Could you please retype all of the data below exactly?

- - - - - - -

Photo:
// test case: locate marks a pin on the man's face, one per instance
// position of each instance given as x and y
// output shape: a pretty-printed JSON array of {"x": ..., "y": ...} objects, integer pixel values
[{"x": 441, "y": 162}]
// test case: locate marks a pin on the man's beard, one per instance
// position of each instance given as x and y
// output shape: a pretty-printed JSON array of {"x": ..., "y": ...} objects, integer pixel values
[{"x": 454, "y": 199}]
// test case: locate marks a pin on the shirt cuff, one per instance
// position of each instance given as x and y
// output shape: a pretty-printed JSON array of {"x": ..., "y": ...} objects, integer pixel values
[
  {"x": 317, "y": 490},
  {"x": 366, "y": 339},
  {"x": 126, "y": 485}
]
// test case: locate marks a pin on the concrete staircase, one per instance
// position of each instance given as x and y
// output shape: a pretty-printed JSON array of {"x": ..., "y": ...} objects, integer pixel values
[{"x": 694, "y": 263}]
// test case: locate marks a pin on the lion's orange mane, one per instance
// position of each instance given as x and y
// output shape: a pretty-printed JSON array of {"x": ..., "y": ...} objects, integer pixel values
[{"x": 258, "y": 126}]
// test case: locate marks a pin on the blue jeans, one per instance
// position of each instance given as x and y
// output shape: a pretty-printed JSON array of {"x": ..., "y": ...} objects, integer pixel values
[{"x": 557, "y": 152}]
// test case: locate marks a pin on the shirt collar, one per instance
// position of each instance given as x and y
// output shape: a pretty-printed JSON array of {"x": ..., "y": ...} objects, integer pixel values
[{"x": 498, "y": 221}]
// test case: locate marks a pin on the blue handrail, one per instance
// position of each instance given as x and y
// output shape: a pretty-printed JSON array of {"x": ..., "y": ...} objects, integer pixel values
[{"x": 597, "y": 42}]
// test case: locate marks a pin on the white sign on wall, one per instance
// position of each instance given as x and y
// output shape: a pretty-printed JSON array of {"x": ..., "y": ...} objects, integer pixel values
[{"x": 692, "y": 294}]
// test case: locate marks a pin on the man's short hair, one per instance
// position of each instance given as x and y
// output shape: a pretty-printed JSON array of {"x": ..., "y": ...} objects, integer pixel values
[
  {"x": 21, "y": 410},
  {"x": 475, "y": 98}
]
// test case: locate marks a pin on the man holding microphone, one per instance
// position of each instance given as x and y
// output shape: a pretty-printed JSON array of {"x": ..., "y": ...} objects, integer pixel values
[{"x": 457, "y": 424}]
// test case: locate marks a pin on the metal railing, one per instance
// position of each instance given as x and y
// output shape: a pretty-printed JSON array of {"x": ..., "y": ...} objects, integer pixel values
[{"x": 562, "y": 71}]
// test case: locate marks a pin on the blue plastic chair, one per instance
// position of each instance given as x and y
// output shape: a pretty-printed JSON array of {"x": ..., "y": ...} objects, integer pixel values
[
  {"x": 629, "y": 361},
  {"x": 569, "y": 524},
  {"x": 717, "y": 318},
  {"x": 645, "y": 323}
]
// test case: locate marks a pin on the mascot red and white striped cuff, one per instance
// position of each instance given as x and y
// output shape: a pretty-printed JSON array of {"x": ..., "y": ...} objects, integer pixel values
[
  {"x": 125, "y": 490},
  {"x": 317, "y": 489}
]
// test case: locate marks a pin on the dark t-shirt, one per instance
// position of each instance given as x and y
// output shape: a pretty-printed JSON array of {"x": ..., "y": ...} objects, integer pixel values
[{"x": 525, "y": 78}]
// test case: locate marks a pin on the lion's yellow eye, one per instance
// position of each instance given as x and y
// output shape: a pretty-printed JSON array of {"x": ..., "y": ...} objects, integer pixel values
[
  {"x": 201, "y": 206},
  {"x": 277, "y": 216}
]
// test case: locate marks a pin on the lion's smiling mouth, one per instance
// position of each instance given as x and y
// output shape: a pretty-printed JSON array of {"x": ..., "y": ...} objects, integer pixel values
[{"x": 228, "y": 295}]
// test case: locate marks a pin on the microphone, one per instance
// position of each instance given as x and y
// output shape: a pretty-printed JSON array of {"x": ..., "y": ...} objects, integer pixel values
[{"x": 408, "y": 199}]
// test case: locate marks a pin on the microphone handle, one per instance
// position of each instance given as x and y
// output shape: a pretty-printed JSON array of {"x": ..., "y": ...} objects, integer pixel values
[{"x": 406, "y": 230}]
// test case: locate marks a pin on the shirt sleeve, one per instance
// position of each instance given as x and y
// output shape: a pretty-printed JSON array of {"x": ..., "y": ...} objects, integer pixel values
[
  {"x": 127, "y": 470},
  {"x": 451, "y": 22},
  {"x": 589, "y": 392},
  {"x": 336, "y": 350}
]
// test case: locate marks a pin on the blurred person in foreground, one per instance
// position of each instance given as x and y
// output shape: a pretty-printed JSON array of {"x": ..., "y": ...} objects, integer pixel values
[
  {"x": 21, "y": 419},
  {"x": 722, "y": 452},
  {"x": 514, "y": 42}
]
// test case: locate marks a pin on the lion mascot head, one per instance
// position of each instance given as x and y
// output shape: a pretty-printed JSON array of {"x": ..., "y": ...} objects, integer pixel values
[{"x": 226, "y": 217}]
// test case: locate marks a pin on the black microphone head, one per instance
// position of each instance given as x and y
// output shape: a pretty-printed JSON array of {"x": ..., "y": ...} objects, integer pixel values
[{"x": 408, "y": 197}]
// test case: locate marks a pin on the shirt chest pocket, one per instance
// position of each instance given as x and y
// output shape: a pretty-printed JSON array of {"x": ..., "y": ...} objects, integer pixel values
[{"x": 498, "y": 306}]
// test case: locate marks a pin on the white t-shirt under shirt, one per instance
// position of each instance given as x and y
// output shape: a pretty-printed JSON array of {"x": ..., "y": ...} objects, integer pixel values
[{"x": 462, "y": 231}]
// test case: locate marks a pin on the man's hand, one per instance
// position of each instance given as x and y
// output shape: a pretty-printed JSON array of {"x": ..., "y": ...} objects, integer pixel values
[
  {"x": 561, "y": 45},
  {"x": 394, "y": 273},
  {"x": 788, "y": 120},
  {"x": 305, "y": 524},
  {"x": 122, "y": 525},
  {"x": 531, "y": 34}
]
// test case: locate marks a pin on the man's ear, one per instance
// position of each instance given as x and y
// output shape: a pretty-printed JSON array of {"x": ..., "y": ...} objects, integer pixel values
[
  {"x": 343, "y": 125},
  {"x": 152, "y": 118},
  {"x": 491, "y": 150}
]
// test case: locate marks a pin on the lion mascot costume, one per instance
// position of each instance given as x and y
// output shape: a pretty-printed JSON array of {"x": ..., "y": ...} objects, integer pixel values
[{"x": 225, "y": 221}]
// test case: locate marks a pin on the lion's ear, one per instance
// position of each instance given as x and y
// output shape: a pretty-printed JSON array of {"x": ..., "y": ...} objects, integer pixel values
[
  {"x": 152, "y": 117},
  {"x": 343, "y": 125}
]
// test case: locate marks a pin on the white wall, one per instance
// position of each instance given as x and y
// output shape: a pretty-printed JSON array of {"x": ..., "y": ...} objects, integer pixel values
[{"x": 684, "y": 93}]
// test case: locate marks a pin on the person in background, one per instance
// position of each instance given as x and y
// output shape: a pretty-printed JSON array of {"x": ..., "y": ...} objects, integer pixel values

- - - - - - -

● **Answer below**
Photo:
// test case: locate marks a pin on the man's face, one per instance
// position of each instance given as x and y
// output shape: a pretty-printed JSON array of {"x": ..., "y": ...} objects, integer pixel values
[{"x": 441, "y": 162}]
// test case: locate marks a pin on the man's beard, one per instance
// position of each instance given as x and y
// output shape: a pretty-printed JSON array of {"x": ..., "y": ...} objects, integer pixel values
[{"x": 454, "y": 199}]
// test case: locate marks a pin on the shirt cuff, one per instance
// position of each instance given as x and y
// output shape: a pretty-printed JSON array of {"x": ..., "y": ...} objects, integer pixel values
[
  {"x": 317, "y": 490},
  {"x": 366, "y": 339},
  {"x": 126, "y": 485}
]
// test case: locate marks a pin on the concrete staircase, one per instance
// position of each instance given as x and y
// output shape: a pretty-printed JSON array of {"x": ..., "y": ...} objects, integer pixel values
[{"x": 694, "y": 263}]
// test case: locate marks a pin on the lion's orange mane, one per instance
// position of each instance given as x and y
// output shape: a pretty-printed JSON array of {"x": ..., "y": ...} objects, integer pixel values
[{"x": 258, "y": 126}]
// test case: locate marks a pin on the blue jeans, one per instance
// position of each instance given as x and y
// output shape: a pretty-printed JSON array of {"x": ..., "y": ...} objects, integer pixel values
[{"x": 557, "y": 152}]
// test case: locate marks a pin on the shirt collar, one per instance
// position of each instance given as x and y
// output shape: a pretty-printed JSON array of {"x": ..., "y": ...} objects, integer pixel values
[{"x": 498, "y": 221}]
// test case: locate marks a pin on the blue handrail, one per instance
// position of each instance given as x and y
// output shape: a pretty-printed JSON array of {"x": ..., "y": ...} objects, integer pixel values
[{"x": 597, "y": 42}]
// test case: locate marks a pin on the white sign on wall, one per instance
// position of each instance given as x and y
// output shape: a pretty-printed JSON array of {"x": ..., "y": ...} objects, integer pixel values
[{"x": 692, "y": 294}]
// test case: locate marks a pin on the man's short hair, one per instance
// position of each instance given as x and y
// output shape: a pretty-printed JSON array of {"x": ..., "y": ...} objects, integer pixel values
[
  {"x": 21, "y": 410},
  {"x": 475, "y": 98}
]
// test case: locate marks a pin on the man holding microphone, one per instance
// position of each instance given as x and y
// output shape: a pretty-printed JSON array of {"x": ..., "y": ...} objects, integer pixel values
[{"x": 457, "y": 424}]
// test case: locate marks a pin on the metal railing, one per instance
// position of each instance given as x and y
// output shape: a pretty-printed JSON array of {"x": ..., "y": ...} objects, integer pixel values
[{"x": 562, "y": 71}]
// test case: locate marks a pin on the blue plastic chair, one per instance
// position of each instance given as x and y
// output shape: a pretty-printed JSON array of {"x": ..., "y": ...} objects, integer pixel values
[
  {"x": 629, "y": 361},
  {"x": 569, "y": 524},
  {"x": 717, "y": 318},
  {"x": 645, "y": 323}
]
// test case: locate marks a pin on the mascot red and white striped cuff, one per instance
// position of each instance given as x and y
// output shape: a pretty-printed JSON array of {"x": ..., "y": ...} objects, integer pixel values
[
  {"x": 125, "y": 490},
  {"x": 317, "y": 489}
]
// test case: locate marks a pin on the dark t-shirt, one per instance
// position of each instance given as x and y
// output shape: a pretty-printed JSON array of {"x": ..., "y": ...} objects, integer pixel values
[{"x": 525, "y": 78}]
// test case: locate marks a pin on the lion's yellow eye, one per instance
// position of each instance given as x and y
// output shape: a pretty-printed JSON array of {"x": ..., "y": ...} objects, integer pixel values
[
  {"x": 201, "y": 206},
  {"x": 277, "y": 216}
]
// test case: locate marks a pin on the lion's smiling mouth, one per instance
// position of each instance given as x and y
// output shape: a pretty-printed JSON array of {"x": ..., "y": ...} objects, integer pixel values
[{"x": 228, "y": 295}]
// test case: locate marks a pin on the microphone, one per instance
// position of each instance given as x and y
// output shape: a pretty-printed JSON array of {"x": ..., "y": ...} objects, integer pixel values
[{"x": 408, "y": 199}]
// test case: locate marks a pin on the microphone handle, one per instance
// position of each instance given as x and y
// output shape: a pretty-printed JSON array of {"x": ..., "y": ...} objects, integer pixel values
[{"x": 406, "y": 230}]
// test case: locate marks a pin on the shirt sleeve, one per instance
// position of each instance given as x and y
// output shape: a pretty-printed JSON array of {"x": ..., "y": ...} objects, integer pixel values
[
  {"x": 127, "y": 470},
  {"x": 451, "y": 22},
  {"x": 589, "y": 392},
  {"x": 336, "y": 350}
]
// test case: locate marks a pin on the blurred person in foreground, one per instance
// position of each instance given as x and y
// output shape: a pretty-printed JSON array of {"x": ..., "y": ...} objects, integer pixel values
[
  {"x": 21, "y": 419},
  {"x": 722, "y": 452},
  {"x": 514, "y": 42}
]
// test case: locate marks a pin on the lion mascot head, one per instance
// position of each instance given as x and y
// output shape: a pretty-printed JSON array of {"x": ..., "y": ...} objects, integer pixel values
[{"x": 226, "y": 217}]
// test case: locate marks a pin on the black microphone head, one per instance
// position of each instance given as x and y
// output shape: a pretty-printed JSON array of {"x": ..., "y": ...} objects, integer pixel values
[{"x": 408, "y": 197}]
// test case: locate marks a pin on the shirt chest pocket, one per instance
// position of each instance given as x and y
// output shape: a pretty-printed JSON array of {"x": ..., "y": ...} objects, integer pixel values
[{"x": 498, "y": 306}]
// test case: locate marks a pin on the white t-shirt under shirt, one per instance
// position of each instance given as x and y
// output shape: a pretty-printed JSON array of {"x": ..., "y": ...} objects, integer pixel values
[{"x": 462, "y": 231}]
// test case: locate marks a pin on the man's hand, one per instance
// position of each instance given as x and y
// output shape: a pretty-printed JSON array of {"x": ..., "y": ...} objects, integer pixel values
[
  {"x": 561, "y": 45},
  {"x": 394, "y": 273},
  {"x": 788, "y": 120},
  {"x": 305, "y": 524},
  {"x": 122, "y": 525},
  {"x": 531, "y": 34}
]
// test case: locate marks a pin on the man's ear, one per instance
// position of each instance given as x and y
// output shape: a pretty-printed JSON array of {"x": ..., "y": ...} objects, integer pixel values
[
  {"x": 343, "y": 125},
  {"x": 152, "y": 118},
  {"x": 491, "y": 150}
]
// test case: locate marks a pin on the lion mascot costume, one per instance
// position of each instance given as x and y
// output shape: a pretty-printed JSON array of {"x": ..., "y": ...} objects, integer pixel values
[{"x": 225, "y": 221}]
// test case: locate marks a pin on the lion's ear, one per instance
// position of each instance given as x and y
// output shape: a pretty-printed JSON array of {"x": ..., "y": ...} objects, integer pixel values
[
  {"x": 152, "y": 117},
  {"x": 343, "y": 125}
]
// test case: locate marks a pin on the white wall, one per instance
// position of each instance given as x and y
// output shape: a pretty-printed JSON array of {"x": ..., "y": ...} objects, integer pixel values
[{"x": 684, "y": 93}]
// test case: locate marks a pin on the person in background, one per instance
// position of each instance given as x and y
// output shape: a pretty-printed JSON array of {"x": ..., "y": ...} objects, integer pixel values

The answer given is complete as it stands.